REQUIRED WORK :: Repeat each entry below exactly as it stands.
++++ RECORDED INFORMATION
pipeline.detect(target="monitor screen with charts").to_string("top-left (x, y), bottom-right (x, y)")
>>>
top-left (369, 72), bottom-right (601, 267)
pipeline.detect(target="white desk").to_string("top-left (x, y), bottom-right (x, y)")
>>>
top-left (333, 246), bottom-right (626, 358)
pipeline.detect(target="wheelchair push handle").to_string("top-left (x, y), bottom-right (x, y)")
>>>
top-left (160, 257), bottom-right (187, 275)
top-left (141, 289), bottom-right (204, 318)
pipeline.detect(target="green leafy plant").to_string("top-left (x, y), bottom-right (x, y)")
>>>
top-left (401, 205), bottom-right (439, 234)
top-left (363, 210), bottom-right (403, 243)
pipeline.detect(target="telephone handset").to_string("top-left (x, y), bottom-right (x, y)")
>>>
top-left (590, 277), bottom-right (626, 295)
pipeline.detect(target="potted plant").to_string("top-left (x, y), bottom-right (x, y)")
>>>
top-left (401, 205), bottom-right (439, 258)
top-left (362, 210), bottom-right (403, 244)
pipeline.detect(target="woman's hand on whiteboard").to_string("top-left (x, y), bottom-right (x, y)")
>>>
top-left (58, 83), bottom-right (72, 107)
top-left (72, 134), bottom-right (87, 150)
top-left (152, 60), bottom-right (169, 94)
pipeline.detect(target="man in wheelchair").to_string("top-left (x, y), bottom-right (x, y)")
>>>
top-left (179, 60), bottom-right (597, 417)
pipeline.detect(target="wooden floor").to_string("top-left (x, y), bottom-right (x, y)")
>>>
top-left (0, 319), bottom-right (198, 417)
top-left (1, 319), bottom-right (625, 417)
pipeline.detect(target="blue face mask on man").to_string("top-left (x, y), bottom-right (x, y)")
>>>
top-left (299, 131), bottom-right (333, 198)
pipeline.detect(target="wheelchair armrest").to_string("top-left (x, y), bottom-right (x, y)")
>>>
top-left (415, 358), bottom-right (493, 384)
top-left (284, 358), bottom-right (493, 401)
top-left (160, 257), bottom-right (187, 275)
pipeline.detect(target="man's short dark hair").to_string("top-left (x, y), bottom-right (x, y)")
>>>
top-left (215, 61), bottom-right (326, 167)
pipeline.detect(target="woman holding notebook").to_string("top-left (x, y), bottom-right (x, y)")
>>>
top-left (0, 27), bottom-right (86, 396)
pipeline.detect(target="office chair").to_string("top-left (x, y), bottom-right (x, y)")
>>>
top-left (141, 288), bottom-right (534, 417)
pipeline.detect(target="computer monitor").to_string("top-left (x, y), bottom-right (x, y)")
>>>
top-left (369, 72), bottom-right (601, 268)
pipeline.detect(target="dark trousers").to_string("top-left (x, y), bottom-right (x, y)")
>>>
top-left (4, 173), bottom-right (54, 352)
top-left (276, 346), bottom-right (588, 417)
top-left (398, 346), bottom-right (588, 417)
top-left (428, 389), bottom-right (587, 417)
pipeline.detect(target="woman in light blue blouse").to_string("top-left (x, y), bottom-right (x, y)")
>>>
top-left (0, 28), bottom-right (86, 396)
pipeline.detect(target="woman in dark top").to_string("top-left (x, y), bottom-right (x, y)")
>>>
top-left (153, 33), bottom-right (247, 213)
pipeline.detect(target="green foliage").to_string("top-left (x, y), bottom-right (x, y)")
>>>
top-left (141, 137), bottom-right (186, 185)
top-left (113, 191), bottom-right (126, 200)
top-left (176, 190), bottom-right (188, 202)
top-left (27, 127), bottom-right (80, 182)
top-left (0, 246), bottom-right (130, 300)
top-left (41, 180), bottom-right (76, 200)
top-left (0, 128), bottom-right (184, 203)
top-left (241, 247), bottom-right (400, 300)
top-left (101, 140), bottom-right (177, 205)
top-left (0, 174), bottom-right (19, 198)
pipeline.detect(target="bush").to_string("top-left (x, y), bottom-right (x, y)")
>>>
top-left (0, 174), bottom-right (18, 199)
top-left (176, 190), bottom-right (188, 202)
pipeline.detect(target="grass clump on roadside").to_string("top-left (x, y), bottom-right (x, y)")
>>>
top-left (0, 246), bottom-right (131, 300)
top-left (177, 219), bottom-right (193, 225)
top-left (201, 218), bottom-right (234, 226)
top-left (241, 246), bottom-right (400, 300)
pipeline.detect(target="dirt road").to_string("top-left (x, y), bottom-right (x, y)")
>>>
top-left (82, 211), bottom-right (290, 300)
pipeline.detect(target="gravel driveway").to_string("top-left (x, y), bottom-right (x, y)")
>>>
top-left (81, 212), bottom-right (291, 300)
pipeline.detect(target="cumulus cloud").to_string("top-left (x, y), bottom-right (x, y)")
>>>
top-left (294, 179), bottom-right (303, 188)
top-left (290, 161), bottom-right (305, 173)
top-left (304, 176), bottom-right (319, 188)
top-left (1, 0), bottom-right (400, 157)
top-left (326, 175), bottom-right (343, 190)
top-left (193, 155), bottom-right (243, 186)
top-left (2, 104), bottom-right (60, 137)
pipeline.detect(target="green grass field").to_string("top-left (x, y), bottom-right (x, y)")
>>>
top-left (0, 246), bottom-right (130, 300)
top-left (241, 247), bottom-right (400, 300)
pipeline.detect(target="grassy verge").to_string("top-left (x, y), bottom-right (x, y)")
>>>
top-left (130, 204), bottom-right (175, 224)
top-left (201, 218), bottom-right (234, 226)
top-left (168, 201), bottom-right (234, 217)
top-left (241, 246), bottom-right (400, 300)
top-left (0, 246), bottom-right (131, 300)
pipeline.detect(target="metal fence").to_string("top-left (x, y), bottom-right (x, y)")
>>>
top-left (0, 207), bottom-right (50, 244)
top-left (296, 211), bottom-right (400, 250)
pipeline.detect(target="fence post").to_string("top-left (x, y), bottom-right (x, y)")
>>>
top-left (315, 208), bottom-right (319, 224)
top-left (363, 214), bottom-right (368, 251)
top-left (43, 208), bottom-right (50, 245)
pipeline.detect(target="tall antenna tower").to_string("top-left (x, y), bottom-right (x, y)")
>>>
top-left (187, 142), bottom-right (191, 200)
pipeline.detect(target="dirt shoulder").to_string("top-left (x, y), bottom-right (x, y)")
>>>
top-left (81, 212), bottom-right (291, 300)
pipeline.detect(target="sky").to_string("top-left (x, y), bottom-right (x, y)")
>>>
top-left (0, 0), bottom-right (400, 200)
++++++++
ANSWER ::
pipeline.detect(target="monitor screen with charts").to_string("top-left (x, y), bottom-right (x, y)")
>>>
top-left (369, 72), bottom-right (601, 267)
pipeline.detect(target="white desk").to_string("top-left (x, y), bottom-right (x, y)")
>>>
top-left (333, 246), bottom-right (626, 358)
pipeline.detect(target="wheelchair push handle").to_string("top-left (x, y), bottom-right (x, y)")
>>>
top-left (160, 257), bottom-right (187, 275)
top-left (141, 289), bottom-right (204, 318)
pipeline.detect(target="green leafy plant").to_string("top-left (x, y), bottom-right (x, y)")
>>>
top-left (401, 205), bottom-right (439, 234)
top-left (363, 210), bottom-right (403, 243)
pipeline.detect(target="telephone handset").to_string("top-left (x, y), bottom-right (x, y)")
>>>
top-left (590, 277), bottom-right (626, 295)
pipeline.detect(target="potted plant").to_string("top-left (x, y), bottom-right (x, y)")
>>>
top-left (401, 205), bottom-right (439, 258)
top-left (362, 210), bottom-right (403, 244)
pipeline.detect(target="woman's hand on whiteboard").to_string("top-left (x, y), bottom-right (x, y)")
>>>
top-left (58, 83), bottom-right (72, 107)
top-left (72, 134), bottom-right (87, 150)
top-left (152, 60), bottom-right (169, 94)
pipeline.detect(target="man in wheelchair").to_string("top-left (x, y), bottom-right (x, y)")
>>>
top-left (179, 60), bottom-right (597, 417)
pipeline.detect(target="wooden floor").to_string("top-left (x, y), bottom-right (x, y)")
>>>
top-left (0, 319), bottom-right (198, 417)
top-left (1, 319), bottom-right (625, 417)
pipeline.detect(target="blue face mask on man").to_string("top-left (x, y), bottom-right (x, y)")
>>>
top-left (299, 131), bottom-right (333, 198)
pipeline.detect(target="wheelchair armrest").to_string("top-left (x, y), bottom-right (x, y)")
>>>
top-left (415, 358), bottom-right (493, 384)
top-left (284, 358), bottom-right (493, 401)
top-left (160, 257), bottom-right (187, 275)
pipeline.detect(target="man's short dark hair").to_string("top-left (x, y), bottom-right (x, y)")
>>>
top-left (215, 61), bottom-right (326, 167)
pipeline.detect(target="woman holding notebook").to_string("top-left (x, y), bottom-right (x, y)")
>>>
top-left (0, 27), bottom-right (86, 396)
pipeline.detect(target="office chair").to_string("top-left (x, y), bottom-right (x, y)")
>>>
top-left (141, 288), bottom-right (534, 417)
pipeline.detect(target="computer monitor").to_string("top-left (x, y), bottom-right (x, y)")
>>>
top-left (369, 72), bottom-right (601, 268)
pipeline.detect(target="dark trousers").to_string("top-left (x, y), bottom-right (x, y)")
>>>
top-left (4, 173), bottom-right (54, 352)
top-left (276, 346), bottom-right (588, 417)
top-left (398, 346), bottom-right (588, 417)
top-left (428, 389), bottom-right (587, 417)
pipeline.detect(target="woman in light blue blouse").to_string("top-left (x, y), bottom-right (x, y)")
>>>
top-left (0, 28), bottom-right (86, 396)
pipeline.detect(target="woman in dark top").to_string("top-left (x, y), bottom-right (x, y)")
>>>
top-left (153, 33), bottom-right (247, 213)
pipeline.detect(target="green foliage").to_string("top-left (x, y), bottom-right (x, y)")
>>>
top-left (141, 137), bottom-right (186, 185)
top-left (113, 191), bottom-right (126, 200)
top-left (176, 190), bottom-right (188, 202)
top-left (27, 127), bottom-right (80, 182)
top-left (0, 246), bottom-right (130, 300)
top-left (41, 180), bottom-right (76, 200)
top-left (0, 128), bottom-right (184, 203)
top-left (241, 247), bottom-right (400, 300)
top-left (101, 140), bottom-right (177, 205)
top-left (0, 174), bottom-right (19, 198)
pipeline.detect(target="bush").to_string("top-left (x, y), bottom-right (x, y)")
>>>
top-left (0, 174), bottom-right (18, 199)
top-left (176, 190), bottom-right (188, 202)
pipeline.detect(target="grass clump on roadside").to_string("top-left (x, y), bottom-right (x, y)")
>>>
top-left (0, 246), bottom-right (131, 300)
top-left (177, 219), bottom-right (193, 225)
top-left (201, 218), bottom-right (234, 226)
top-left (241, 246), bottom-right (400, 300)
pipeline.detect(target="dirt road").to_string("top-left (x, y), bottom-right (x, y)")
>>>
top-left (82, 211), bottom-right (290, 300)
pipeline.detect(target="gravel driveway").to_string("top-left (x, y), bottom-right (x, y)")
>>>
top-left (81, 212), bottom-right (291, 300)
pipeline.detect(target="cumulus cloud").to_string("top-left (x, y), bottom-right (x, y)")
>>>
top-left (294, 179), bottom-right (303, 188)
top-left (290, 161), bottom-right (305, 173)
top-left (304, 176), bottom-right (319, 188)
top-left (1, 0), bottom-right (400, 157)
top-left (326, 175), bottom-right (343, 190)
top-left (193, 155), bottom-right (243, 186)
top-left (2, 104), bottom-right (60, 137)
pipeline.detect(target="green grass field").to_string("top-left (x, y), bottom-right (x, y)")
>>>
top-left (0, 246), bottom-right (130, 300)
top-left (241, 247), bottom-right (400, 300)
pipeline.detect(target="grassy verge").to_string("top-left (x, y), bottom-right (x, y)")
>>>
top-left (130, 204), bottom-right (175, 224)
top-left (201, 218), bottom-right (234, 226)
top-left (168, 201), bottom-right (234, 217)
top-left (241, 246), bottom-right (400, 300)
top-left (0, 246), bottom-right (131, 300)
pipeline.detect(target="metal fence").to_string("top-left (x, y), bottom-right (x, y)")
>>>
top-left (0, 207), bottom-right (50, 244)
top-left (296, 211), bottom-right (400, 250)
pipeline.detect(target="fence post").to_string("top-left (x, y), bottom-right (x, y)")
>>>
top-left (315, 208), bottom-right (319, 224)
top-left (363, 214), bottom-right (368, 251)
top-left (43, 208), bottom-right (50, 245)
pipeline.detect(target="tall antenna tower").to_string("top-left (x, y), bottom-right (x, y)")
>>>
top-left (187, 142), bottom-right (191, 200)
pipeline.detect(target="dirt shoulder").to_string("top-left (x, y), bottom-right (x, y)")
>>>
top-left (81, 212), bottom-right (291, 300)
pipeline.detect(target="sky").to_string("top-left (x, y), bottom-right (x, y)")
>>>
top-left (0, 0), bottom-right (400, 200)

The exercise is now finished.